Data for the task
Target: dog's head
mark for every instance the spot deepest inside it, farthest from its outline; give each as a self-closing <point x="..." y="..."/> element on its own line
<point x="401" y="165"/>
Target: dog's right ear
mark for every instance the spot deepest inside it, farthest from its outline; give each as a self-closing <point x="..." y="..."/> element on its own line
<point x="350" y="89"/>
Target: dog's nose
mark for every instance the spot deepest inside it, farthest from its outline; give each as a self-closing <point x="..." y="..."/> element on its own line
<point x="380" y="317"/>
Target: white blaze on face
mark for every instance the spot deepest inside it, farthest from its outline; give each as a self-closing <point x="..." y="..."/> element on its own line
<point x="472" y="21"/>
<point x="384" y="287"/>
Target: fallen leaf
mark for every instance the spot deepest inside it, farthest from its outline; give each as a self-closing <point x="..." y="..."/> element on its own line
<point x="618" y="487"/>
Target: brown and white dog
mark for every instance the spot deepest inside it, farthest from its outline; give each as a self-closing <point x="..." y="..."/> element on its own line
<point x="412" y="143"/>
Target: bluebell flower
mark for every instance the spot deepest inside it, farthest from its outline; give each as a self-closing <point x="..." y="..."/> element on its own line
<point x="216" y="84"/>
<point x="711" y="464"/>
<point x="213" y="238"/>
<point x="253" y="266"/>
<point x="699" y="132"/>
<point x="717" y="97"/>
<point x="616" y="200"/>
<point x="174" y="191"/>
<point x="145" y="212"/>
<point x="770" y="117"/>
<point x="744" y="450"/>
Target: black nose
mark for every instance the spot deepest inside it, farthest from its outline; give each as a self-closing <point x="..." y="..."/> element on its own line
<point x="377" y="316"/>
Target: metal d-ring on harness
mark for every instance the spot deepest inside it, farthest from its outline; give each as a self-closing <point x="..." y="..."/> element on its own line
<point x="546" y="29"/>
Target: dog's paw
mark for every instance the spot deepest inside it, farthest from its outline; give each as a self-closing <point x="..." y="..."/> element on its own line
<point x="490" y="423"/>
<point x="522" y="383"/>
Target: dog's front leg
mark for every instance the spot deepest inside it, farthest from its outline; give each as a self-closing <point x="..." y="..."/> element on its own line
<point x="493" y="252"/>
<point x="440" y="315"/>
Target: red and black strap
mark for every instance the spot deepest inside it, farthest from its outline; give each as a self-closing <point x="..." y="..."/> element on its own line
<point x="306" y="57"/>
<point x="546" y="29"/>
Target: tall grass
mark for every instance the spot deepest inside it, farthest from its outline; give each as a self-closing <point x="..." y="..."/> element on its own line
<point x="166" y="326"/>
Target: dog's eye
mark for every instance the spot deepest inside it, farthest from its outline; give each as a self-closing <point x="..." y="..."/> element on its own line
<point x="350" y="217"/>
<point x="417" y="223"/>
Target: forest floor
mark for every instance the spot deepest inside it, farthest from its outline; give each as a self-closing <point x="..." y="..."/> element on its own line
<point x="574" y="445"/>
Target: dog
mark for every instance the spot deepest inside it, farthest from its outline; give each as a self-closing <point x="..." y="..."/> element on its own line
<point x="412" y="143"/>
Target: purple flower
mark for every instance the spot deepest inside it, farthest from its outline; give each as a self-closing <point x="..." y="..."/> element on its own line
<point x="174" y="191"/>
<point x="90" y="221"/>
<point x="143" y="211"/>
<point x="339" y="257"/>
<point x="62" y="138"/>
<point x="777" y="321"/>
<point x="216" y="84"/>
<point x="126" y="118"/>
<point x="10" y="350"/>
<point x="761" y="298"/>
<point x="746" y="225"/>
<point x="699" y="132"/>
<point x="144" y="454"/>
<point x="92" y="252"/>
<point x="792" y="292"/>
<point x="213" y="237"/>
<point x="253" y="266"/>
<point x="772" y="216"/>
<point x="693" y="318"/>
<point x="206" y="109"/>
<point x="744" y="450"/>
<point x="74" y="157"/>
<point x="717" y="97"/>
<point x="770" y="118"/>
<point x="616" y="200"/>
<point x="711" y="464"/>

What you should do
Reproduce each line verbatim.

Right answer
Target: dog's head
mark for every instance the spot deepest inside it, farthest from its outline; give each as a self-closing <point x="..." y="..."/> element on its own line
<point x="401" y="165"/>
Target: dog's right ear
mark for every instance the spot deepest inside it, farthest from its outline; give each as a self-closing <point x="..." y="..."/> element on its own line
<point x="350" y="89"/>
Target: dog's nose
mark for every instance the spot deepest inside it, farthest from its outline; give each as a self-closing <point x="..." y="..."/> element on its own line
<point x="380" y="317"/>
Target: white blaze on face
mark for every instance the spot deepest inside it, farthest from its outline; give each as a self-closing <point x="..." y="..."/> element on its own line
<point x="472" y="21"/>
<point x="384" y="287"/>
Target: fallen leaf
mark for every instance the spot deepest inside it, farthest from its outline; give each as a self-closing <point x="..." y="..."/> element on its own line
<point x="618" y="487"/>
Target: brown and white dog
mark for every instance the spot deepest inside it, farthest from its outline; give each as a self-closing <point x="..." y="..."/> element on its own line
<point x="412" y="143"/>
Target: bluebell flower
mark for every instance the spot deepest inside it, farthest from its outline; give each as a self-closing <point x="..." y="..."/> element on its own line
<point x="216" y="84"/>
<point x="711" y="464"/>
<point x="213" y="238"/>
<point x="253" y="266"/>
<point x="699" y="132"/>
<point x="717" y="97"/>
<point x="616" y="200"/>
<point x="174" y="191"/>
<point x="145" y="212"/>
<point x="770" y="117"/>
<point x="744" y="450"/>
Target: black nose
mark for every instance the spot deepest inside it, farthest from its outline; give each as a self-closing <point x="..." y="..."/> element on its own line
<point x="377" y="316"/>
Target: metal d-ring on harness
mark for every instance the spot deepest inside it, farthest from its outline; give each as a self-closing <point x="..." y="..."/> element on its own line
<point x="546" y="29"/>
Target: dog's paw
mark for every instance the spot deepest inside it, farthest from its outline; give each as a self-closing <point x="..." y="..."/> element on its own line
<point x="490" y="423"/>
<point x="522" y="383"/>
Target: dog's front leg
mark for every instance the spot deepest inside it, farthest from its outline; give each as a self-closing <point x="..." y="..."/> element on its own line
<point x="493" y="252"/>
<point x="440" y="315"/>
Target: red and black strap
mark for every instance the spot deepest inside it, farthest from its outline; give each as a self-closing <point x="..." y="..."/> element on its own line
<point x="306" y="57"/>
<point x="546" y="29"/>
Target: tall grass
mark for every instance the spot deepest inside it, farthest from its outline; give each as a self-closing <point x="..." y="..."/> element on its own line
<point x="166" y="326"/>
Target: dog's eye
mark for every instance the spot deepest inside it, farthest from its outline; give each as a self-closing <point x="..." y="..."/> element on its own line
<point x="350" y="217"/>
<point x="417" y="223"/>
Target: forest floor
mark for every instance the spot deepest inside it, farthest from its outline; give each as a self-closing <point x="..." y="..."/> element on its own line
<point x="574" y="445"/>
Target: dog
mark for every instance the spot deepest inside it, farthest from its outline; give each as a self-closing <point x="..." y="..."/> element on its own line
<point x="412" y="143"/>
Target: purple flower
mark for every instance the spot deepest inside it, farthest from its outline; give each as a self-closing <point x="..." y="..."/> element on its own line
<point x="174" y="191"/>
<point x="90" y="221"/>
<point x="143" y="211"/>
<point x="339" y="257"/>
<point x="62" y="138"/>
<point x="777" y="321"/>
<point x="216" y="84"/>
<point x="126" y="118"/>
<point x="10" y="350"/>
<point x="761" y="298"/>
<point x="746" y="225"/>
<point x="699" y="132"/>
<point x="144" y="454"/>
<point x="92" y="252"/>
<point x="792" y="292"/>
<point x="213" y="237"/>
<point x="253" y="266"/>
<point x="772" y="216"/>
<point x="693" y="318"/>
<point x="206" y="109"/>
<point x="744" y="450"/>
<point x="74" y="157"/>
<point x="717" y="97"/>
<point x="770" y="118"/>
<point x="616" y="200"/>
<point x="711" y="464"/>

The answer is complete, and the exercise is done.